WHAT TO PRODUCE:
Every line in the data below from the one containing "Target: yellow petal" down to the one containing "Where can the purple flower", both included, must be retyped exactly; no other line is to appear.
━━ LISTED RECORDS
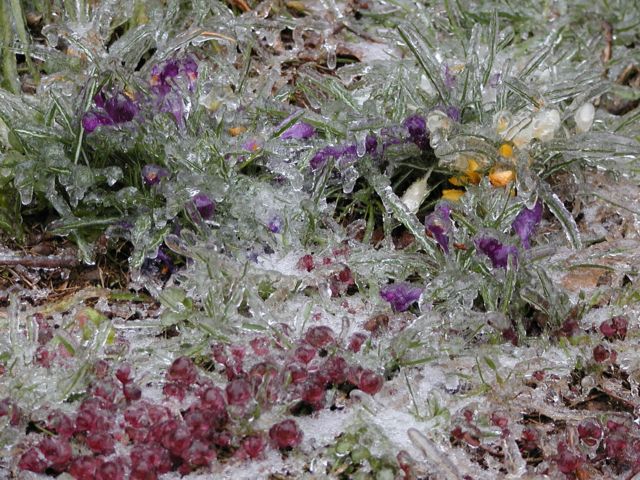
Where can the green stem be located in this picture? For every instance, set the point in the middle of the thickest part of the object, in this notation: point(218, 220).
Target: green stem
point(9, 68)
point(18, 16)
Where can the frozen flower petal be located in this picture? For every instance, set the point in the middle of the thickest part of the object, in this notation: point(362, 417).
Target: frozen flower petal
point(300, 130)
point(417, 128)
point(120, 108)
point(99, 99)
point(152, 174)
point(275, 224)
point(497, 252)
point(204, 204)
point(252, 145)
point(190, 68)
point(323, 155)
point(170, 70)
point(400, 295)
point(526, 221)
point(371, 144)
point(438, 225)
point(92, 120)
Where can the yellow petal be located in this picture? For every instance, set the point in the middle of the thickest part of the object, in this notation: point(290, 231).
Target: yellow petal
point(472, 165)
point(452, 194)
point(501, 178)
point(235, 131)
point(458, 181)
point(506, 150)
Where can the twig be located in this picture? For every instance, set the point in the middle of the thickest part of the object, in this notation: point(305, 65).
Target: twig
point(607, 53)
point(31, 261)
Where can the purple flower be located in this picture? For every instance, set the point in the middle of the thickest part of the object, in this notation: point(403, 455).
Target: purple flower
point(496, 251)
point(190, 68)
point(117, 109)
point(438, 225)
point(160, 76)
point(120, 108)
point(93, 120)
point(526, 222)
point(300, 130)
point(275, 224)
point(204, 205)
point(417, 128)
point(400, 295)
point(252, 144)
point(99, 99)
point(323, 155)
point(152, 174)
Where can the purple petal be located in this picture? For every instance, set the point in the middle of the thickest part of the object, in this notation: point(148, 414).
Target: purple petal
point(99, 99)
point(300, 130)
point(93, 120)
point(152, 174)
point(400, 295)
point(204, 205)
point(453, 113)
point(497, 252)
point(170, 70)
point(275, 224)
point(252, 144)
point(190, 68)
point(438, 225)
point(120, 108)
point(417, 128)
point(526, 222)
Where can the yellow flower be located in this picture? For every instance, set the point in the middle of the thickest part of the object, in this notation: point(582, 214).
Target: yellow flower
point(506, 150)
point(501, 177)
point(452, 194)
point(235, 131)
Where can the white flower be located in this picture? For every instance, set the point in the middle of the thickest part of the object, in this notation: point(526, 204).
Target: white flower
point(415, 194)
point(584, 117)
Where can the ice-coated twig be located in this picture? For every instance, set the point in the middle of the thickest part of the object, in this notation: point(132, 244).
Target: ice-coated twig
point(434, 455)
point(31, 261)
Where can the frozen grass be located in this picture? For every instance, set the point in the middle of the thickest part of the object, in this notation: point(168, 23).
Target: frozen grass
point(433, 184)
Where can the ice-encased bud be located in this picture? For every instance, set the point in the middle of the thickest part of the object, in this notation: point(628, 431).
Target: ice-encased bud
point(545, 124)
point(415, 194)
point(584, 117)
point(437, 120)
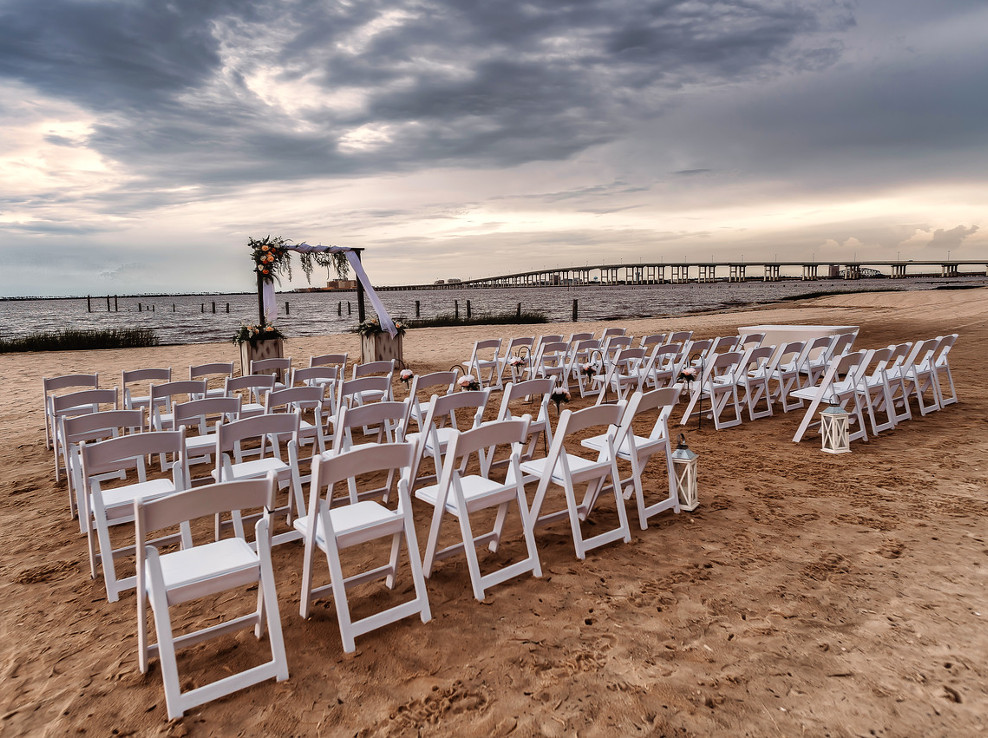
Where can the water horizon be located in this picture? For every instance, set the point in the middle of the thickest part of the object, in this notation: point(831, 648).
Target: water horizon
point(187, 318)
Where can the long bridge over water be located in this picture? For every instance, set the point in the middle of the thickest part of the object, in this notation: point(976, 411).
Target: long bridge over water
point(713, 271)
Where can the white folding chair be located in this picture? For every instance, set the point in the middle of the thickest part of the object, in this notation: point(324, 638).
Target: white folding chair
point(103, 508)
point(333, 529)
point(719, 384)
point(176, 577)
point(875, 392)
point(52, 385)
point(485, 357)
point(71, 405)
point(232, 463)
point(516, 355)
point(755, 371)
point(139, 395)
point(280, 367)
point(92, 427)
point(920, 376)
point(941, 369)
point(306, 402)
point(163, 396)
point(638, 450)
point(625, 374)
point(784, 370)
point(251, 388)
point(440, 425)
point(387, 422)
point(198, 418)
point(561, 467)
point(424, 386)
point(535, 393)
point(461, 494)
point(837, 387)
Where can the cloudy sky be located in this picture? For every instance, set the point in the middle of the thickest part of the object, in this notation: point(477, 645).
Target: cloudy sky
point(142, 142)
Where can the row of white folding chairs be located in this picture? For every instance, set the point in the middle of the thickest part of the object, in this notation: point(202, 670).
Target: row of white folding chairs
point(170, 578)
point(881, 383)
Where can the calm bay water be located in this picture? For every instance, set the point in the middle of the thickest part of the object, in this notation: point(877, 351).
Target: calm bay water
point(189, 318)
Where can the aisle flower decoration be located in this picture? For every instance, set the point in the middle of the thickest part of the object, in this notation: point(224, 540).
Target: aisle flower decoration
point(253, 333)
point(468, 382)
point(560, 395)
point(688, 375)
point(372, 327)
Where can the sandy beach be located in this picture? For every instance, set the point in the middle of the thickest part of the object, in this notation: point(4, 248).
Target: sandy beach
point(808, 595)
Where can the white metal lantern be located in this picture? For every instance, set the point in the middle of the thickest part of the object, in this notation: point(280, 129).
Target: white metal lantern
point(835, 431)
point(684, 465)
━━━━
━━ LISTED RECORDS
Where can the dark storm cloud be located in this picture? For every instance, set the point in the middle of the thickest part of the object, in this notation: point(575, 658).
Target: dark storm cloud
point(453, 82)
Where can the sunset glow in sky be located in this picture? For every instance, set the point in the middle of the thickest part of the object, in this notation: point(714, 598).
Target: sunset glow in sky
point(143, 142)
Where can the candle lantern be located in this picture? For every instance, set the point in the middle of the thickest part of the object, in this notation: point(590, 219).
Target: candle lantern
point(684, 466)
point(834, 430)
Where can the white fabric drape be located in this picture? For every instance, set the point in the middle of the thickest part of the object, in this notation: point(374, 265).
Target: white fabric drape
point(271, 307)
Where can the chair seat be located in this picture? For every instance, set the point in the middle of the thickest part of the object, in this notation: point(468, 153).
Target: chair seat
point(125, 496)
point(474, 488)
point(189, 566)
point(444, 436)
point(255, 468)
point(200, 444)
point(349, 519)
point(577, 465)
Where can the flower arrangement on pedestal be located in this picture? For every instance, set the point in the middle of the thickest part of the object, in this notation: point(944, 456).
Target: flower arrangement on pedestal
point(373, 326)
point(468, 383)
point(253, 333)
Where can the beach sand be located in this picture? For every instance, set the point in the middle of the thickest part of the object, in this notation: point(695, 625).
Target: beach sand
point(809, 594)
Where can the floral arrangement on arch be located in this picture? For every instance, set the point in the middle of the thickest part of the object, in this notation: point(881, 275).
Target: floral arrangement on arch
━━━━
ANSWER BOX:
Target: yellow petal
point(472, 165)
point(452, 194)
point(501, 178)
point(235, 131)
point(458, 181)
point(506, 150)
Where can the twig be located in this picture? For every instance, set the point in the middle of the thickest part of the object, in this notation: point(305, 65).
Target: twig
point(607, 53)
point(31, 261)
Where can the purple flower be located in this picture? For every instance, set the point in the middle of the thickest part of the object, in this notation: point(403, 455).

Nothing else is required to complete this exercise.